> _WORK ITEM_
Look below for the lines from the one with "Target: kennel structure" to the one with "Target: dog standing", and copy exactly those lines, both ends included.

Segment Start: DATA FOR THIS EXERCISE

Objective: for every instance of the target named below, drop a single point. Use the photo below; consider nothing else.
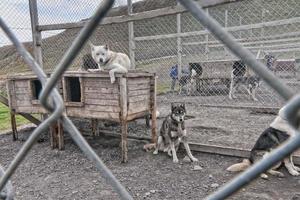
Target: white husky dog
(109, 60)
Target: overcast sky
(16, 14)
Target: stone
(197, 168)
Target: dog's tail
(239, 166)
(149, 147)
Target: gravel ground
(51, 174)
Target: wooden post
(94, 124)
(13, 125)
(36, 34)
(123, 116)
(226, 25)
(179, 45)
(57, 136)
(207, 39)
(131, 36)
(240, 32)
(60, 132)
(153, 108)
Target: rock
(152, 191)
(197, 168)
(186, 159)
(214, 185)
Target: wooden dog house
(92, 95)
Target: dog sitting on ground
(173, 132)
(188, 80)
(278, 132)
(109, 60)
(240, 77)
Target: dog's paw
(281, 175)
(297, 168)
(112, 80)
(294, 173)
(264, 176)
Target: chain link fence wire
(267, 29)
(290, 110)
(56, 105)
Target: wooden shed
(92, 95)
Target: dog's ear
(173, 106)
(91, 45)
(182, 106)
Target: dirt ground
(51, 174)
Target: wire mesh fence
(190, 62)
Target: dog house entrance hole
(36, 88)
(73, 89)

Segment End: DATA FOR THIS EXERCISE
Segment Start: DATA FOR THIS EXERCISE

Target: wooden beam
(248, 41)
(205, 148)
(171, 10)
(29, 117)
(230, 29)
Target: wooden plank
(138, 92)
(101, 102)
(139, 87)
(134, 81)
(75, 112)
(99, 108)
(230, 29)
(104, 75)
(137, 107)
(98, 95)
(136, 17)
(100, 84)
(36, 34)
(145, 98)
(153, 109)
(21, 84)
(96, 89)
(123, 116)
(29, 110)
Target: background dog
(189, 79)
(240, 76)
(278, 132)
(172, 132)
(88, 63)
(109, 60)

Segment End: DATA FOR THIS EXERCISE
Segment Start: DATA FOR THIS EXERCISE

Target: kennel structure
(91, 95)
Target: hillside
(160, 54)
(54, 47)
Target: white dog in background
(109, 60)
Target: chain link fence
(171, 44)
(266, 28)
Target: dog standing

Segment End: DATA FOR THIS EXERCISE

> _EXERCISE RESULT_
Target: kennel structure
(91, 95)
Target: hillside
(160, 54)
(54, 47)
Target: white dog in background
(109, 60)
Target: chain link fence
(171, 44)
(266, 28)
Target: dog standing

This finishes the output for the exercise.